## Soal A
Menurut kutipan teks tentang dinar dan dirham, siapa yang disebut dalam sebuah riwayat sebagai manusia pertama yang menggunakan dinar dan dirham?

## Kutipan Teks
DINAR DAN DIRHAM DALAM KAJIAN SEJARAH ISLAM

DINAR DAN DIRHAM DALAM KAJIAN SEJARAH ISLAM

NAR
Jauh sebelum kenabian, penduduk Makkah telah biasa berniaga dengan berbagai negeri dan dari berbagai tempat (QS Quraisy). Makkah adalah pusat transit perdagangan dan terhubung antara jalur sutera laut dan jalur sutera darat sejak berabad-abad. Oleh karena itu mereka telah mengenal timbangan seperti ratl, uqiyah, nasy, nawah, mitsqal, danaq, qirath dan habbah. Uang yang digunakan adalah uang emas dan uang perak atau dikenal dengan sebutan dinar dan dirham. Bahkan Imam Suyuthi dalam Kitab Ad-Durrul Mantsur fi Tafsir bil Ma’tsur mengutip sebuah riwayat yang menyatakan bahwa manusia pertama yang menggunakan dinar dan dirham adalah Nabi Adam AS. (Jilid I hal.326) yang disusun oleh Imam Jalaluddin Suyuthi mengatakan, (dikeluarkan oleh Ibn Abi Syuibah dalam Kitab Al-Mushonnaf).

Uang dalam terminologi Islam merupakan alat barter, tolok ukur, sarana perlindungan kekayaan dan alat pembayaran hutang dan pembayaran tunai. Perniagaan dan pasar ataupun muamalah secara luas yang kuat bersandar kepada uang yang kuat. Dalam hal ini uang yang dimaksud adalah emas dan perak atau dalam Islam dikenal dengan sebutan dinar dan dirham yang murni.

Hakikat uang secara umum merujuk kepada pendapat fuqaha tradisional yang menyatakan uang adalah dinar dan dirham, mereka berpendapat Allah menciptakan emas dan perak untuk menjadi dua mata uang yang dapat dijadikan tolok ukur nilai. Iman Al Ghazali berkata tentang emas dan perak, “Di antara nikmat Allah Ta’ala adalah penciptaan dinar dan dirham, dan dengan keduanya tegaklah dunia. Keduanya adalah batu yang tiada manfaat dalam jenisnya, tapi manusia sangat membutuhkan kepada keduanya”.

## Data yang Diberikan
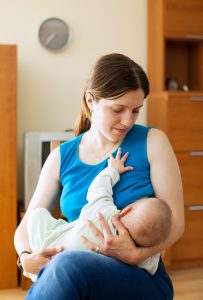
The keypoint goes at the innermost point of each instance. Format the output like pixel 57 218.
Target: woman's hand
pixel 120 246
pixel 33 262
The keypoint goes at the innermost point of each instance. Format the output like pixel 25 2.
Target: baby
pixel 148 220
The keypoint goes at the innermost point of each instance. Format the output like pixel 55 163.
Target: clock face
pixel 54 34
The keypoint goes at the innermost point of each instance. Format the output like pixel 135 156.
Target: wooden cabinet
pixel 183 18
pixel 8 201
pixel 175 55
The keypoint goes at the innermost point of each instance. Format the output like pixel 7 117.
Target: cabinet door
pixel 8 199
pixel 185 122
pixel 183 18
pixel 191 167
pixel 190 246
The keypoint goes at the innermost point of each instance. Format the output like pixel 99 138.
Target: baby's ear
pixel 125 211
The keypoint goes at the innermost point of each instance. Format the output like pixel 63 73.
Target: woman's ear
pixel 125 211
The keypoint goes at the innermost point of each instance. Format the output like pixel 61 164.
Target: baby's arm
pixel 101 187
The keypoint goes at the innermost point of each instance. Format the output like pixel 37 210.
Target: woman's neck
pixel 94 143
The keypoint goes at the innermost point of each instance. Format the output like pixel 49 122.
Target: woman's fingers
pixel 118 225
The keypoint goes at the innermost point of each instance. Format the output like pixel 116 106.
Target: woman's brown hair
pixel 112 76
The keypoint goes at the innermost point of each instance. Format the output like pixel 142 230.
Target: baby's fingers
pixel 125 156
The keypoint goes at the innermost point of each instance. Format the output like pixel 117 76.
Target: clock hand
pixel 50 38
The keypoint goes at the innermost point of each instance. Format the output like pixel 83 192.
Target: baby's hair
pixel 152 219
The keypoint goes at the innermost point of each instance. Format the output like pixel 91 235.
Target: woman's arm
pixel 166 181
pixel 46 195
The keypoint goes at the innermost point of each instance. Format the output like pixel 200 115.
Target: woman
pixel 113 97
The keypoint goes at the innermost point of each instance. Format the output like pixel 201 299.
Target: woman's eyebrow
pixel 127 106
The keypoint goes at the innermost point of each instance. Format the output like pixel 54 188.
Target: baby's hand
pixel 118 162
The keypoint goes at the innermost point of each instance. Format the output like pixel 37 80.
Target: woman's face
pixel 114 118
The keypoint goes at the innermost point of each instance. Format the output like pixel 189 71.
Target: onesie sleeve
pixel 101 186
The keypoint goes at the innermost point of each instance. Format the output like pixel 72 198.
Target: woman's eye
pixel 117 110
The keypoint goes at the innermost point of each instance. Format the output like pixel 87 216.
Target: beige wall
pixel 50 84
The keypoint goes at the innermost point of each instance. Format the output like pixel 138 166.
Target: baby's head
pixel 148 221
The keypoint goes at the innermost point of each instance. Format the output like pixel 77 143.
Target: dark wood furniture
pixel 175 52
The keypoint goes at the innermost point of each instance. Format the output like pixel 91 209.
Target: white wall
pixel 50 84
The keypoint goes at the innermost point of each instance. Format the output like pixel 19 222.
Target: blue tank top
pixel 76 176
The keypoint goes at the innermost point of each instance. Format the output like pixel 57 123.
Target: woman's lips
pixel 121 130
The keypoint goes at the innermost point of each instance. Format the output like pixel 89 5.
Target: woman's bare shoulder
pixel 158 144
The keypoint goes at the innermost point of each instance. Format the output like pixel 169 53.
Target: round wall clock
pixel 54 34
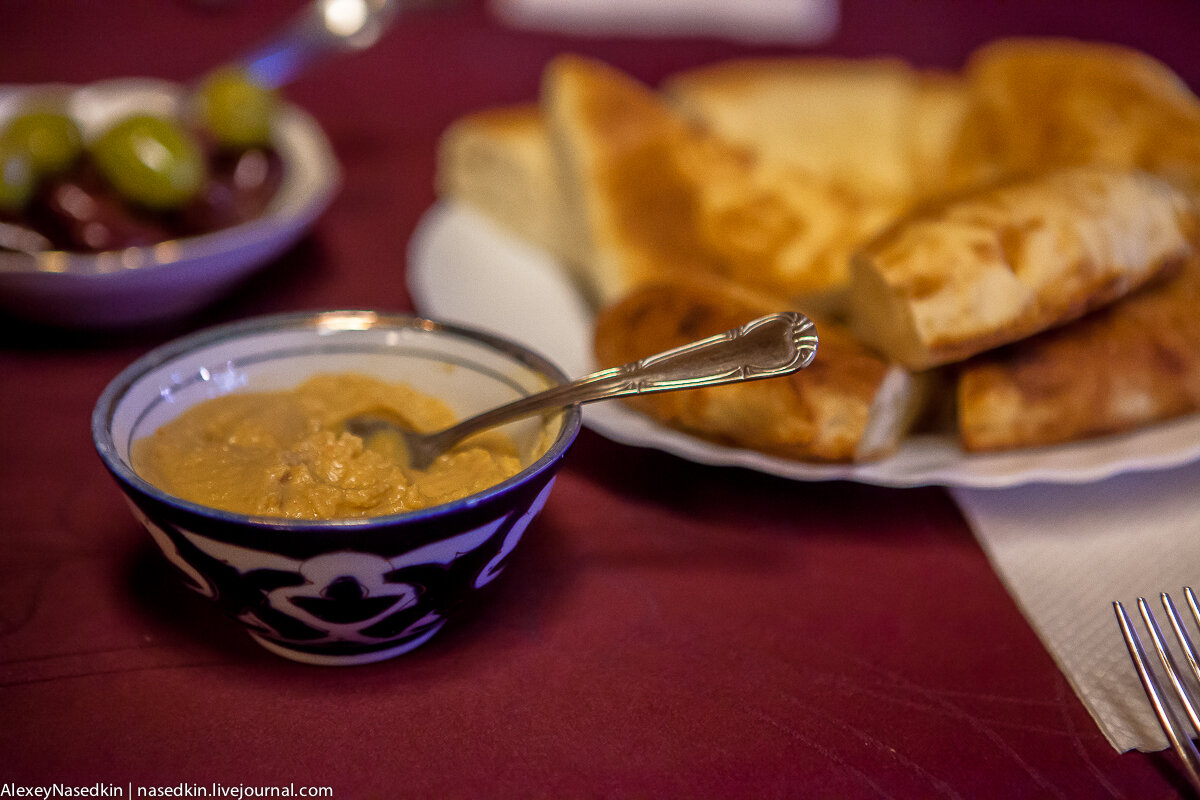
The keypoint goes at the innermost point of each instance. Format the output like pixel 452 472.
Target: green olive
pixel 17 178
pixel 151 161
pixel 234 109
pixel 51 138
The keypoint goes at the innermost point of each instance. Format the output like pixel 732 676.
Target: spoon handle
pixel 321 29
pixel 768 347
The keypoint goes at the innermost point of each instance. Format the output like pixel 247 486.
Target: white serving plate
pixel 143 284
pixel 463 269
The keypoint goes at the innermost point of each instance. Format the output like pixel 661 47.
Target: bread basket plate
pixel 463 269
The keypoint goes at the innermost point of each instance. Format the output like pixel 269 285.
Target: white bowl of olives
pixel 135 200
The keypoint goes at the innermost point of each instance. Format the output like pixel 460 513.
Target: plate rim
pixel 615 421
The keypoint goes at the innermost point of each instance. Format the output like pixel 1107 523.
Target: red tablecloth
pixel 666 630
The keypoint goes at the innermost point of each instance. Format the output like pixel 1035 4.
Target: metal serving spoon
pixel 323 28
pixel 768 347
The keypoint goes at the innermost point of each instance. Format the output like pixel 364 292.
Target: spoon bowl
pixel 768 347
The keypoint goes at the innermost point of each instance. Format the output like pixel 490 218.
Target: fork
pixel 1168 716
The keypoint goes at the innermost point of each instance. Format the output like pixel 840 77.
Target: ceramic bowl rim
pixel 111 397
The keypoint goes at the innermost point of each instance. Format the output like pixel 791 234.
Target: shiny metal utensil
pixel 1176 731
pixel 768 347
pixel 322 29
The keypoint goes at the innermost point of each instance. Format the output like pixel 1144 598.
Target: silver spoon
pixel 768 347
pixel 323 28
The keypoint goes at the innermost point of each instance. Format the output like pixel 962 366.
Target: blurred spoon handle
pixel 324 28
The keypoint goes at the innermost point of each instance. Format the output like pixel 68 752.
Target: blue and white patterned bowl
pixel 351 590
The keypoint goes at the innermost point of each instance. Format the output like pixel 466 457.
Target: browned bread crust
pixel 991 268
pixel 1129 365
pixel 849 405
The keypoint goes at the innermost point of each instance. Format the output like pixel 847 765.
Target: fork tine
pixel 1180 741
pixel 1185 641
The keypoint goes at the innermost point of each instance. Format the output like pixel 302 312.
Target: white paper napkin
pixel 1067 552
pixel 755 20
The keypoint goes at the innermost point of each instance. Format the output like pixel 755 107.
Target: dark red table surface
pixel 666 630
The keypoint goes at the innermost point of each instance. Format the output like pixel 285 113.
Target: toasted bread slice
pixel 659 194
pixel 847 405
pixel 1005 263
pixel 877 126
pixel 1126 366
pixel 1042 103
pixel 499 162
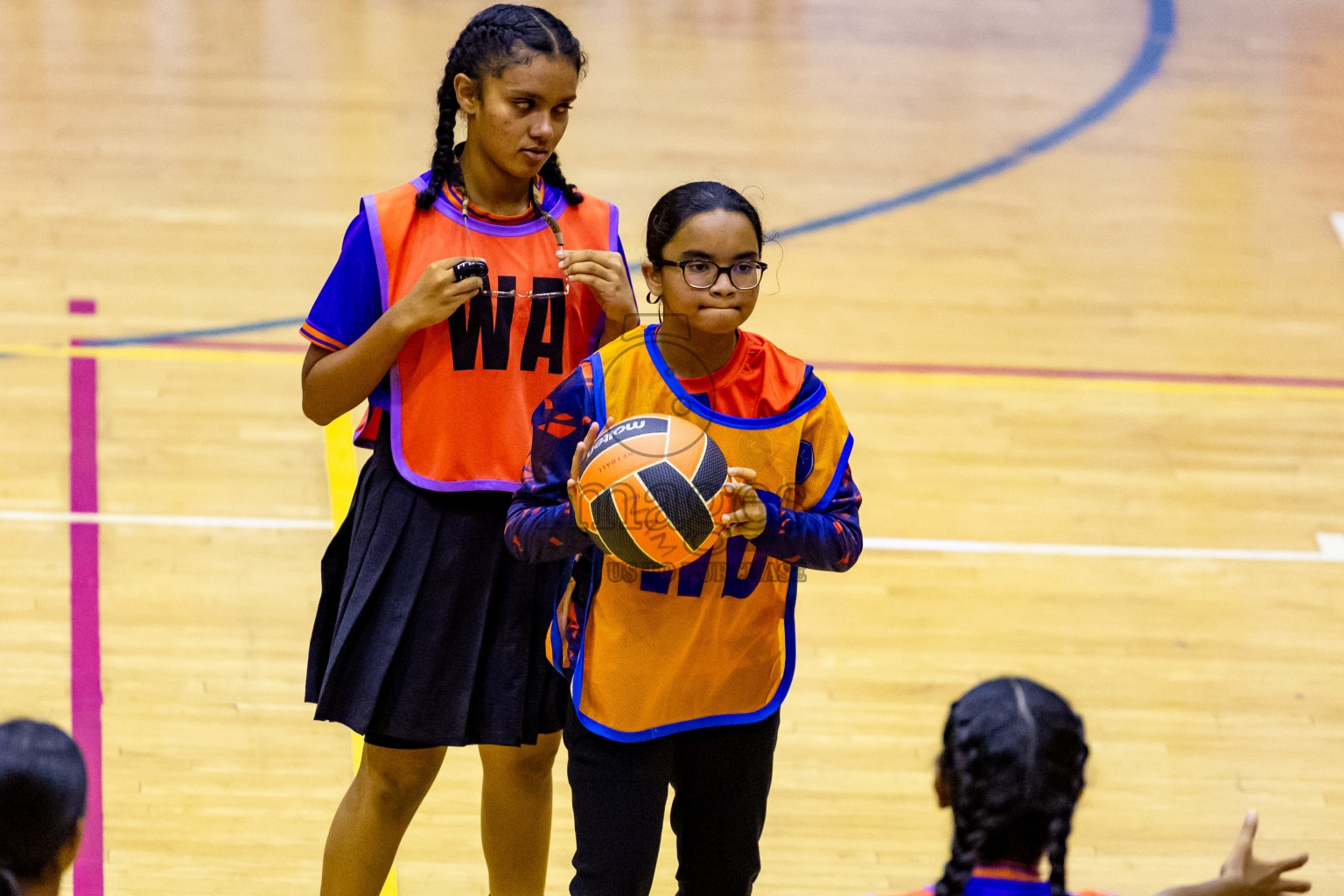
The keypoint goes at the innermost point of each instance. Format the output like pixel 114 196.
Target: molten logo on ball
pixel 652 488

==

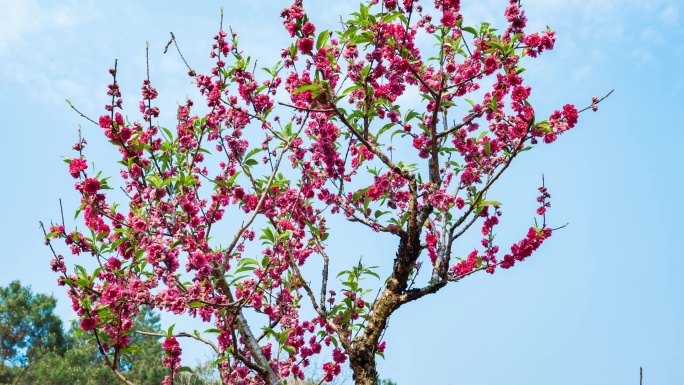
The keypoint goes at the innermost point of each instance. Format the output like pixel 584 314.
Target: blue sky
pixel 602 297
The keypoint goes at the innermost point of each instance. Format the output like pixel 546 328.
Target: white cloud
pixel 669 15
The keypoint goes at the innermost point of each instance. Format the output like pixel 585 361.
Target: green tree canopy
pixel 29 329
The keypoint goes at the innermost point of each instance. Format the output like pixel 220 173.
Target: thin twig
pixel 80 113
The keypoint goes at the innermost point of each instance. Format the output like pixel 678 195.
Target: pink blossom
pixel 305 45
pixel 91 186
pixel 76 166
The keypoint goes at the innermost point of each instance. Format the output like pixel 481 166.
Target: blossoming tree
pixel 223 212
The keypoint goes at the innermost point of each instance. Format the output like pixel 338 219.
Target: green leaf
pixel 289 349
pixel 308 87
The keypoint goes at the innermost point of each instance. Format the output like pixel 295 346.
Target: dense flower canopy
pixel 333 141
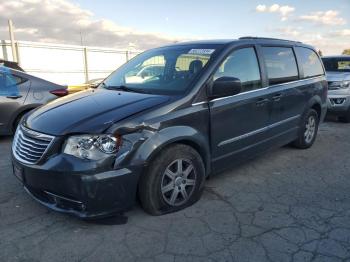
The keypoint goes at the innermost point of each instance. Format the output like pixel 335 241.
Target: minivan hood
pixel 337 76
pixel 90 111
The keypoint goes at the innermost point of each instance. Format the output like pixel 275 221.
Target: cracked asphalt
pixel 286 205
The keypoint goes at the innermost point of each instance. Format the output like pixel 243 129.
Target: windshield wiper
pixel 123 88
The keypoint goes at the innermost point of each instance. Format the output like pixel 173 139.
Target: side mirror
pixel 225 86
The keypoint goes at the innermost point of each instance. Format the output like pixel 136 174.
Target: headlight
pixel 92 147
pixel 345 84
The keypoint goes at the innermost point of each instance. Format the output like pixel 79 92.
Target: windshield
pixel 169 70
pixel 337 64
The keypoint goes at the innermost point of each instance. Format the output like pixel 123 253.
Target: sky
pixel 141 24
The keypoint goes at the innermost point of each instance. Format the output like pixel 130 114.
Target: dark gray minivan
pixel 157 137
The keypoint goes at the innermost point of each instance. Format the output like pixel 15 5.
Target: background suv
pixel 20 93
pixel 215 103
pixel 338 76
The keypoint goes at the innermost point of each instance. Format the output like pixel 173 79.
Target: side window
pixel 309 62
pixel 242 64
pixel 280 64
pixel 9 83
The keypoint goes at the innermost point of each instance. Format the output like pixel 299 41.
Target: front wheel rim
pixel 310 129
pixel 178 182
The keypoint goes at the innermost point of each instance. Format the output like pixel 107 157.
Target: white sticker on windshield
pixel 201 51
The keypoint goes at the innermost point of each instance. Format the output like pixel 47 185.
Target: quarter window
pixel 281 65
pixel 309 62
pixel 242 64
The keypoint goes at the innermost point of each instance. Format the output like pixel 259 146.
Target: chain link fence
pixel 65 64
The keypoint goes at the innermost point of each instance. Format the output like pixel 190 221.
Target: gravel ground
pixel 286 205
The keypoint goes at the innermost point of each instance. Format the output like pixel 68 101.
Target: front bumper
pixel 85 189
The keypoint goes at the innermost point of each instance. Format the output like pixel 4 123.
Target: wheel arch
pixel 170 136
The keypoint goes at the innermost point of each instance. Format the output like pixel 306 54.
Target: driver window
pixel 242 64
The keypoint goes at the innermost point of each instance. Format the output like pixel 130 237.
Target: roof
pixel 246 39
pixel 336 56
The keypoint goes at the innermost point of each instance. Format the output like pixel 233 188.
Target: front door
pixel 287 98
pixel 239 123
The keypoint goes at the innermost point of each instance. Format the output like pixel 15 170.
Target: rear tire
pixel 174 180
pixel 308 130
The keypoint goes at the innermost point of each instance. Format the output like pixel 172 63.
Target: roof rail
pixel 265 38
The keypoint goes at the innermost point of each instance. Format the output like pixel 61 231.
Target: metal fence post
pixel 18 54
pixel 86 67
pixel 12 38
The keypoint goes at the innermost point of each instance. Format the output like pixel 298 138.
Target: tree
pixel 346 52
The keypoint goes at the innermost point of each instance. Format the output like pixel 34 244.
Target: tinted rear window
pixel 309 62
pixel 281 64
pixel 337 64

## Soal B
Ubah baris data mulai dari baris yang memuat "pixel 338 219." sampai baris yang memuat "pixel 225 86" menjadi CSV dua kolom, perintah dan jawaban, dengan satu baris CSV untuk tiap teks beserta jawabannya, setiap isian diapit tanda kutip dan jeda barisnya diganti spasi. Gambar tidak usah dimasukkan.

## Hasil Tugas A
Nabi Adam AS.

## Hasil Tugas B
perintah,jawaban
"The keypoint goes at the innermost point of each instance. Format the output like pixel 338 219. Target: green leaf","pixel 289 349 pixel 308 87"
"The keypoint goes at the innermost point of each instance. Format the output like pixel 295 346. Target: dense flower canopy","pixel 333 141"
"The keypoint goes at the innermost point of each instance. Format the output like pixel 335 241. Target: minivan hood","pixel 337 76 pixel 90 111"
"The keypoint goes at the innermost point of each instance. Format the output like pixel 275 221. Target: cracked asphalt","pixel 286 205"
"The keypoint goes at the innermost point of each instance. Format the output like pixel 243 129. Target: windshield wiper","pixel 123 88"
"The keypoint goes at the innermost point of each instance. Format the output like pixel 173 139. Target: side mirror","pixel 225 86"